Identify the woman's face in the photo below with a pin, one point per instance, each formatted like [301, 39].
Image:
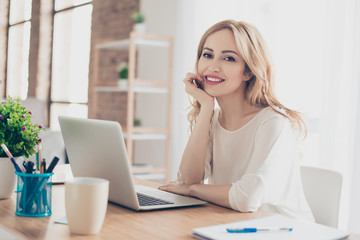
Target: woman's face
[220, 64]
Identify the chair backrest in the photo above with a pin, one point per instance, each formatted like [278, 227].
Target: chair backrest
[322, 190]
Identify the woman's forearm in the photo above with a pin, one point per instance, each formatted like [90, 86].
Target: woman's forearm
[192, 165]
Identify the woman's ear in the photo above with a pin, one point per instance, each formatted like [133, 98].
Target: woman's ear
[247, 75]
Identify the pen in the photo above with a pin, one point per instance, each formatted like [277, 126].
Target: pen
[30, 167]
[252, 230]
[52, 165]
[43, 166]
[6, 150]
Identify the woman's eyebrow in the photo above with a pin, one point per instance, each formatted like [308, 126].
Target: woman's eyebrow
[223, 51]
[230, 51]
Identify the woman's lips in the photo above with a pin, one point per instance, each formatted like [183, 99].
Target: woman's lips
[211, 80]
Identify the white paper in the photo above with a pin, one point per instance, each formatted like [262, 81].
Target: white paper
[7, 235]
[301, 230]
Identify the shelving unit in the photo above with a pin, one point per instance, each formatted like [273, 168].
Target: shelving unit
[138, 85]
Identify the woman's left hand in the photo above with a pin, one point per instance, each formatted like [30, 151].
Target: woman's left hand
[176, 187]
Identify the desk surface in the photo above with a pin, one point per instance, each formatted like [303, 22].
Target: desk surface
[122, 223]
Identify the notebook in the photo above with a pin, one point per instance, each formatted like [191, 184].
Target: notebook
[96, 148]
[300, 230]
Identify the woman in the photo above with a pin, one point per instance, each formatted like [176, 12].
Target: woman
[246, 149]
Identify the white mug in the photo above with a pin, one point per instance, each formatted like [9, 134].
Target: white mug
[86, 201]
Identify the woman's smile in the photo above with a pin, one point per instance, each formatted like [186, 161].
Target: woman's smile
[213, 80]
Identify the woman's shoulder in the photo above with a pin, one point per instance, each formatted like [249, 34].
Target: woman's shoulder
[270, 118]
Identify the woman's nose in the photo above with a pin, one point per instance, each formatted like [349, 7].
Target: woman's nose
[214, 66]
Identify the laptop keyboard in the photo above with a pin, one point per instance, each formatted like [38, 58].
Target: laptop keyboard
[145, 200]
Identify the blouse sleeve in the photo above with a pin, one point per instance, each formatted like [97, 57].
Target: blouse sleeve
[269, 169]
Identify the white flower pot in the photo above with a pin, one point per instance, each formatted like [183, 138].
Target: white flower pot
[123, 84]
[7, 178]
[139, 27]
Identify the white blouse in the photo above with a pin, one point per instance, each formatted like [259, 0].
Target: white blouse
[260, 159]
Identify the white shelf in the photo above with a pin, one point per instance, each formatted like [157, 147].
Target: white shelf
[124, 44]
[138, 89]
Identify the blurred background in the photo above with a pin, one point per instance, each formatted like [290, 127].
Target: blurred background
[47, 54]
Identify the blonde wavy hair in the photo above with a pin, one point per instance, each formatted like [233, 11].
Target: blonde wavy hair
-=-=-=-=-
* WHAT YOU SHOULD DO *
Return all of the data exactly as written, and drop the pictures.

* ANSWER IN FULL *
Identify the woman's face in the photo below with a pin, one point per instance, each formatted like [301, 39].
Image:
Target: woman's face
[220, 64]
Identify the chair backrest in the photo above with a pin, one point per instance, each formatted like [278, 227].
Target: chair backrest
[322, 190]
Identify the woman's forearm in the photo above with a pin, one point per instance, each formatted like [90, 86].
Target: woman's forearm
[192, 165]
Identify the woman's ear in the photo above with a pin, one point per instance, each formatted like [133, 98].
Target: woman's ear
[247, 75]
Identify the pen in the photo above with a pin, one point per instance, each formatted like [277, 126].
Target: pen
[30, 167]
[252, 230]
[52, 165]
[43, 166]
[6, 150]
Identify the woman's eyebrow in the photo above with a pin, one point per instance, each formatted like [308, 126].
Target: woman's eyebrow
[223, 51]
[230, 51]
Identify the woman's lips in the photo above with a pin, one point per instance, each formatted like [183, 99].
Target: woman's lips
[211, 80]
Identify the white paper in the photo above with a pin, one point per instance, each formatted like [262, 81].
Target: white paper
[7, 235]
[301, 230]
Identify the shelving unit in the photo above with a pin, one point per instance, each formatted like [273, 168].
Target: shelving unit
[138, 85]
Identify the woman's left hand in the photo above with a pin, one point per instance, each formatted like [30, 151].
Target: woman's left hand
[176, 187]
Identify the desk surface in the photo above with a pin, one point per instance, each formatted like [303, 22].
Target: desk surface
[122, 223]
Identify the notebook in the photo above with a pin, one point per instance, each formatted like [191, 184].
Target: notebook
[96, 148]
[300, 230]
Identify the woman in the photo above with a pin, one point per instance, each formatted like [176, 12].
Target: woman
[246, 149]
Identify the white mug in the photo above with a pin, one point per instance, each formatted like [9, 134].
Target: white mug
[86, 201]
Identify the woman's smile in the photo above with a pin, one point per instance, each formatted like [186, 161].
Target: woman's smile
[213, 80]
Identify the woman's shoulder in the photo above with a pin, one point per instance, each formatted like [249, 34].
Target: woman's shoulder
[270, 118]
Identify the woman's nose in the photo above with a pin, one point per instance, each formatted like [349, 7].
Target: woman's nose
[214, 66]
Identify the laptop keyboard in the photo above with a pin, one point per instance, each formatted like [38, 58].
Target: laptop keyboard
[145, 200]
Identify the blouse sleeve in the photo above with a pin, one point per instance, each formatted like [97, 57].
Target: blouse sleeve
[269, 169]
Identify the white flower pot in the photo above with a pin, one point per instance, each formatted like [183, 138].
Target: white flower pot
[123, 84]
[7, 178]
[139, 27]
Identify the white blouse in the photo above with a pin, one point per instance, each formatted like [259, 0].
Target: white blouse
[260, 159]
Identify the white shelf in the photo above with a pin, one point per instance, each formatted like [157, 147].
Target: white shelf
[124, 44]
[138, 89]
Identify the blurred background in the photo above with a pin, one point per instance, each formatted like [290, 127].
Target: blurred background
[47, 54]
Identify the blonde wavy hair in the photo above with a pin, one point per instance, each formatted like [233, 11].
Target: blonde wavy hair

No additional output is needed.